**Exercise instructions**
Can you write out the items below, starting at the line containing "Where can you spot the flat" and ending at the end of the items, with "flat stone" changed to "smooth rock" and everything else left as is?

========================================

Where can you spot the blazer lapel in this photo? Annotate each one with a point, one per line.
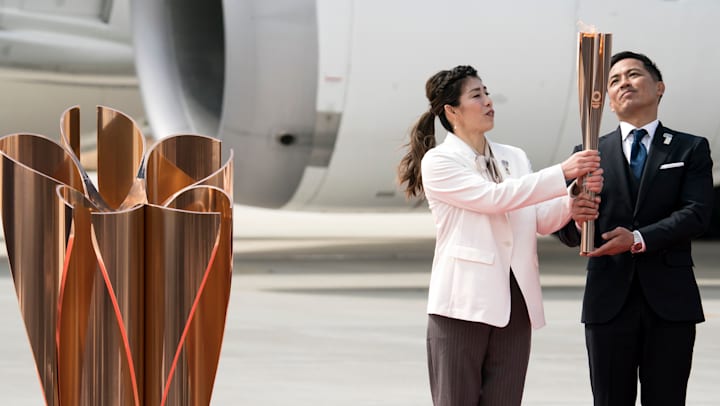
(658, 154)
(616, 169)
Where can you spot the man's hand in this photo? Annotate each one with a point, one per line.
(584, 208)
(617, 241)
(593, 181)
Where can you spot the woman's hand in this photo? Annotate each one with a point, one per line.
(592, 182)
(581, 163)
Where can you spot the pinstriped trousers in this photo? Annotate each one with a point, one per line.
(476, 364)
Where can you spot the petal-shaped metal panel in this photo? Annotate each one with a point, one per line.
(205, 327)
(124, 302)
(36, 228)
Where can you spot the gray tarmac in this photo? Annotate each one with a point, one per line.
(322, 318)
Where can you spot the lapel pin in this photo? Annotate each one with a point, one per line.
(506, 165)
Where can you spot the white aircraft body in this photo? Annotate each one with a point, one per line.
(316, 97)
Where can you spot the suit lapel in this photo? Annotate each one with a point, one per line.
(616, 170)
(658, 154)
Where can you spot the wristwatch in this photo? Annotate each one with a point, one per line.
(637, 243)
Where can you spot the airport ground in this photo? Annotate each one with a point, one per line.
(330, 310)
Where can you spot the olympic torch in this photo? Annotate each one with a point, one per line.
(594, 50)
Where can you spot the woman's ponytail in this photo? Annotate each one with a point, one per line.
(422, 139)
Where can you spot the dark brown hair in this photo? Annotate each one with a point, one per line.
(444, 87)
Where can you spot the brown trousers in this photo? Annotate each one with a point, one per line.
(475, 364)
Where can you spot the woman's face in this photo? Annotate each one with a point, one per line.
(475, 113)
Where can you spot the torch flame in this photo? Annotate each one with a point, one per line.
(586, 28)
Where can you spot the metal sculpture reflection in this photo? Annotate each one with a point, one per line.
(123, 287)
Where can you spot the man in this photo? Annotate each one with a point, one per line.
(641, 299)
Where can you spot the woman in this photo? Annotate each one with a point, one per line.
(484, 289)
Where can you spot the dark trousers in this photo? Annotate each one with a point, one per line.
(475, 364)
(639, 344)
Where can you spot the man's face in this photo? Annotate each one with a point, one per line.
(632, 91)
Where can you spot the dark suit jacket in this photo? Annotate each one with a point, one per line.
(669, 207)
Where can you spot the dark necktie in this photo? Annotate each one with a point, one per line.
(638, 153)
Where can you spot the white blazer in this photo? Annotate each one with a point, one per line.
(485, 228)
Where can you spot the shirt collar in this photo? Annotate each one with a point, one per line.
(650, 127)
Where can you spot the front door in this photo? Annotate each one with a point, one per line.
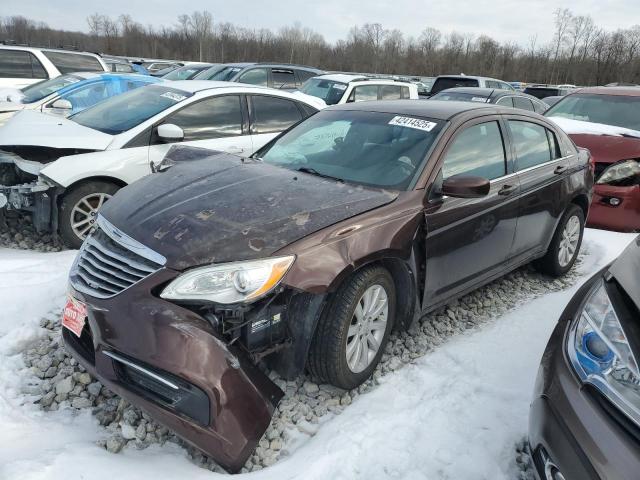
(468, 240)
(215, 123)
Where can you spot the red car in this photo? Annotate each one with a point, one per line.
(606, 120)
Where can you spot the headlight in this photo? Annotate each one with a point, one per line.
(620, 171)
(229, 282)
(601, 354)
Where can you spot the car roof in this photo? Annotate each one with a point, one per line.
(342, 77)
(620, 91)
(436, 109)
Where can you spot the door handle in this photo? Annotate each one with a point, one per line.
(507, 190)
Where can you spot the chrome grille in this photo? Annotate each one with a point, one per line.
(109, 262)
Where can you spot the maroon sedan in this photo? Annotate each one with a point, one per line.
(606, 120)
(352, 223)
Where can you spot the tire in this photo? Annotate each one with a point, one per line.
(327, 360)
(70, 215)
(551, 263)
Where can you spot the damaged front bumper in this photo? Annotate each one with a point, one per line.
(170, 361)
(36, 197)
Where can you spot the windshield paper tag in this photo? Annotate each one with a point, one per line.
(411, 122)
(176, 97)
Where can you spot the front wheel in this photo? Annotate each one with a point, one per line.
(354, 329)
(79, 210)
(565, 245)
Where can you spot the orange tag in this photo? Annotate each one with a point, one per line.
(74, 315)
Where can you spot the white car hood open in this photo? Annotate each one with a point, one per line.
(30, 127)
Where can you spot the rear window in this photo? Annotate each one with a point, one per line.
(443, 83)
(20, 64)
(73, 62)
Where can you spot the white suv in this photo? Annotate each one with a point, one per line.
(22, 66)
(338, 88)
(62, 170)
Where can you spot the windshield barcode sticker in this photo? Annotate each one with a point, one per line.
(411, 122)
(176, 97)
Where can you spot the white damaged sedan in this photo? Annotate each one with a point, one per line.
(62, 170)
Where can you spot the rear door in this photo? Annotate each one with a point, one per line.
(271, 115)
(541, 170)
(218, 123)
(469, 240)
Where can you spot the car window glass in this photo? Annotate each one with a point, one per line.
(531, 144)
(255, 76)
(477, 150)
(272, 114)
(523, 103)
(90, 95)
(390, 92)
(505, 102)
(73, 62)
(370, 148)
(283, 78)
(364, 93)
(553, 143)
(20, 64)
(212, 118)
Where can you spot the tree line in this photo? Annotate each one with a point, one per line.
(579, 53)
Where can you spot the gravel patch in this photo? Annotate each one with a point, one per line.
(60, 382)
(19, 233)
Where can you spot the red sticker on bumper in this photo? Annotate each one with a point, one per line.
(74, 315)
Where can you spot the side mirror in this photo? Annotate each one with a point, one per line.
(62, 104)
(466, 186)
(170, 132)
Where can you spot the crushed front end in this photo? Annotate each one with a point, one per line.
(193, 368)
(24, 191)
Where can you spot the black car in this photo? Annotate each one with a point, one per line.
(584, 422)
(504, 98)
(544, 91)
(274, 75)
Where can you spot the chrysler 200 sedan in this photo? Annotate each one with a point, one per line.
(201, 277)
(585, 416)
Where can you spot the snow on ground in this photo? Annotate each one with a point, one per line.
(455, 413)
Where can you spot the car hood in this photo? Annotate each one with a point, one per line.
(607, 144)
(625, 270)
(223, 208)
(11, 106)
(30, 127)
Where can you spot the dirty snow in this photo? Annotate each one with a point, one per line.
(456, 412)
(580, 127)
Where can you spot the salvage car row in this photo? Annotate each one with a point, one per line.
(277, 234)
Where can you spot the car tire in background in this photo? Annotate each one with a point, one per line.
(79, 209)
(565, 244)
(360, 315)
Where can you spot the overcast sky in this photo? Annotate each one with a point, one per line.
(516, 20)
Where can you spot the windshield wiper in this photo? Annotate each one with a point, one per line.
(313, 171)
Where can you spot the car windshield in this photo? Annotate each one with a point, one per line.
(369, 148)
(37, 91)
(617, 110)
(328, 90)
(123, 112)
(225, 74)
(460, 97)
(184, 73)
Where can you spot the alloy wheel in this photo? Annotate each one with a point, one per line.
(85, 212)
(367, 328)
(569, 241)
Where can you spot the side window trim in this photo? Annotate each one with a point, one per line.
(191, 104)
(506, 144)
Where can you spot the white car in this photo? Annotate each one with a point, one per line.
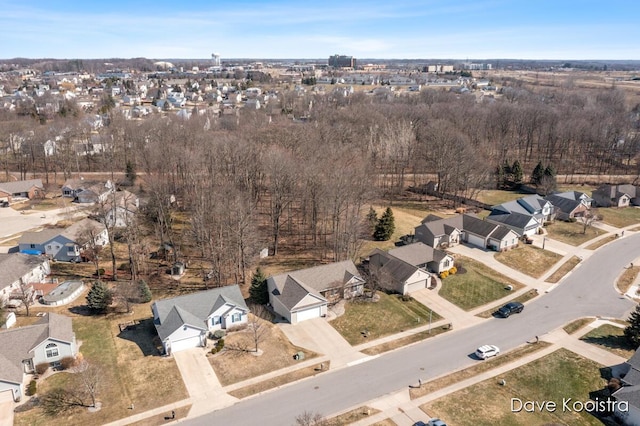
(487, 351)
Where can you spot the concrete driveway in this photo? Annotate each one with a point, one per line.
(318, 335)
(6, 408)
(201, 382)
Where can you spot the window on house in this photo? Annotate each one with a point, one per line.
(51, 350)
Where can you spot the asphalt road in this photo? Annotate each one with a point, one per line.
(588, 291)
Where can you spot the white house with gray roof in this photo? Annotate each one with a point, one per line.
(305, 294)
(21, 349)
(19, 268)
(183, 322)
(65, 244)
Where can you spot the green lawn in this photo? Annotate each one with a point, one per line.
(620, 217)
(528, 259)
(475, 285)
(611, 338)
(562, 374)
(389, 315)
(571, 233)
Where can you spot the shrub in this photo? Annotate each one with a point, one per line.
(67, 362)
(42, 368)
(32, 388)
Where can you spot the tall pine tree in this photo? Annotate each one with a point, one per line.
(385, 227)
(258, 292)
(99, 297)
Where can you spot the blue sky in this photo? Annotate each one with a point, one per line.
(473, 29)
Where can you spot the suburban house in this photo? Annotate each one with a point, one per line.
(524, 216)
(84, 191)
(306, 293)
(393, 274)
(183, 322)
(440, 232)
(570, 204)
(424, 257)
(23, 189)
(22, 349)
(118, 209)
(630, 391)
(65, 244)
(20, 269)
(616, 196)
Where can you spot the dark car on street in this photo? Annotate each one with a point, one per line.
(510, 308)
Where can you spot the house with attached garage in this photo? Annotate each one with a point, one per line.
(68, 244)
(306, 293)
(21, 349)
(466, 228)
(183, 322)
(23, 189)
(396, 275)
(17, 269)
(570, 204)
(616, 196)
(424, 257)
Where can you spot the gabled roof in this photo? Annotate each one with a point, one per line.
(20, 186)
(193, 309)
(16, 265)
(16, 345)
(418, 254)
(320, 278)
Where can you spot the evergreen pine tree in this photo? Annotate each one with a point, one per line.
(385, 227)
(99, 297)
(538, 172)
(258, 292)
(516, 171)
(632, 332)
(144, 292)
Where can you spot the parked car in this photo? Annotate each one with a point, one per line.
(510, 308)
(487, 351)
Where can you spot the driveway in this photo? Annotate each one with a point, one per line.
(201, 382)
(318, 335)
(6, 408)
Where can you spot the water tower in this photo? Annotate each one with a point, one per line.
(216, 59)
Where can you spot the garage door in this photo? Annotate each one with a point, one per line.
(179, 345)
(308, 314)
(475, 240)
(418, 285)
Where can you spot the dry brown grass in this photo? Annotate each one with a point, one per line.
(563, 270)
(467, 373)
(627, 279)
(283, 379)
(233, 366)
(528, 259)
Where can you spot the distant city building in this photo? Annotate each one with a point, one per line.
(470, 66)
(438, 68)
(342, 61)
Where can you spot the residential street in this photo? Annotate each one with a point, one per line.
(587, 291)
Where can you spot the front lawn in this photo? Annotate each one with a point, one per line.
(572, 232)
(365, 320)
(620, 217)
(475, 284)
(132, 371)
(611, 338)
(528, 259)
(557, 376)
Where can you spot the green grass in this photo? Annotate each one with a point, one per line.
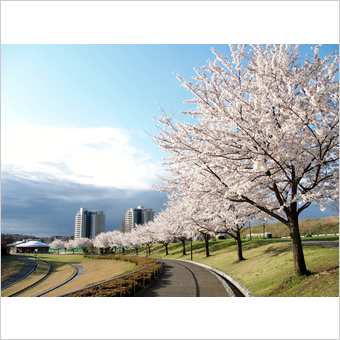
(268, 269)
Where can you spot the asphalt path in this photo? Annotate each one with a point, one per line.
(328, 244)
(185, 279)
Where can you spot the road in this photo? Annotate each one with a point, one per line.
(185, 279)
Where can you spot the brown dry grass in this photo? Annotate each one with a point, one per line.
(62, 271)
(95, 271)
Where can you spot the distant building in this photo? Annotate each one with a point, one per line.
(89, 223)
(139, 215)
(56, 237)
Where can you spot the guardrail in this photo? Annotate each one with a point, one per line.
(156, 270)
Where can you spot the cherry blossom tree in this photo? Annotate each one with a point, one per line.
(266, 134)
(165, 231)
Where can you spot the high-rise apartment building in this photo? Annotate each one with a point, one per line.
(89, 223)
(139, 215)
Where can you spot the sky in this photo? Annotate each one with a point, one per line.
(76, 123)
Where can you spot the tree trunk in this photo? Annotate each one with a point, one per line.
(183, 244)
(239, 246)
(299, 259)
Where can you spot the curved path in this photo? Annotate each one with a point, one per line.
(27, 269)
(185, 279)
(328, 244)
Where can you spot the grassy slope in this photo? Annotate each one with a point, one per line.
(38, 274)
(95, 271)
(268, 269)
(10, 266)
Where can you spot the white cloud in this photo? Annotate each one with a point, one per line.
(99, 156)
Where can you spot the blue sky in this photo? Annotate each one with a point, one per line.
(74, 122)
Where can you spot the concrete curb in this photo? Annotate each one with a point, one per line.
(245, 291)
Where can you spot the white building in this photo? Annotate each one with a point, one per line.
(89, 223)
(139, 215)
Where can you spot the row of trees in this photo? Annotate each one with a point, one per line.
(82, 243)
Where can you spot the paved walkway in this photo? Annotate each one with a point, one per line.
(328, 244)
(29, 264)
(185, 279)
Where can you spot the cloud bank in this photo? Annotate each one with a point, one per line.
(102, 156)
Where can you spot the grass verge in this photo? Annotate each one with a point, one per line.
(269, 268)
(10, 265)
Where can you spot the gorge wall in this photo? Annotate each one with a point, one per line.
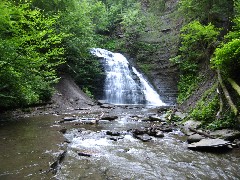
(157, 44)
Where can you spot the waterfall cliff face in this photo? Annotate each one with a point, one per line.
(123, 83)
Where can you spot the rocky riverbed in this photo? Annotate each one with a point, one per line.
(74, 137)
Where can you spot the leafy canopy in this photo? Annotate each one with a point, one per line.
(30, 51)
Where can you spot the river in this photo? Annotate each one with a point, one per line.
(29, 146)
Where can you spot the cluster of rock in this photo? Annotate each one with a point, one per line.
(214, 141)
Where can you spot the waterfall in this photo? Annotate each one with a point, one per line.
(123, 83)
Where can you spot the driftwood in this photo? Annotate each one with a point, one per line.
(201, 133)
(226, 94)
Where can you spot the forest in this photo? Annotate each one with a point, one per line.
(42, 39)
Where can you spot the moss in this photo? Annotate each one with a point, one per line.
(145, 68)
(207, 109)
(187, 85)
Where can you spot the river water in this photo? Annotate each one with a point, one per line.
(130, 158)
(28, 147)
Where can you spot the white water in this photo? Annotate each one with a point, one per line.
(123, 83)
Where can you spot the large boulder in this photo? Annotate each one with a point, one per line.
(190, 124)
(195, 138)
(213, 145)
(226, 134)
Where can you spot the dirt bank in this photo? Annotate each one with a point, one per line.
(68, 98)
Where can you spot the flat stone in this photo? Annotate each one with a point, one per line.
(195, 138)
(107, 106)
(210, 145)
(226, 134)
(84, 154)
(113, 133)
(69, 118)
(190, 124)
(159, 134)
(144, 137)
(110, 118)
(180, 115)
(155, 118)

========================================

**Exercise response**
Where can you spot the smooth rock in this photo? Annotate each one with a point, one per line.
(195, 138)
(107, 106)
(210, 145)
(226, 134)
(84, 154)
(113, 133)
(69, 118)
(190, 124)
(159, 134)
(144, 137)
(110, 118)
(180, 115)
(155, 118)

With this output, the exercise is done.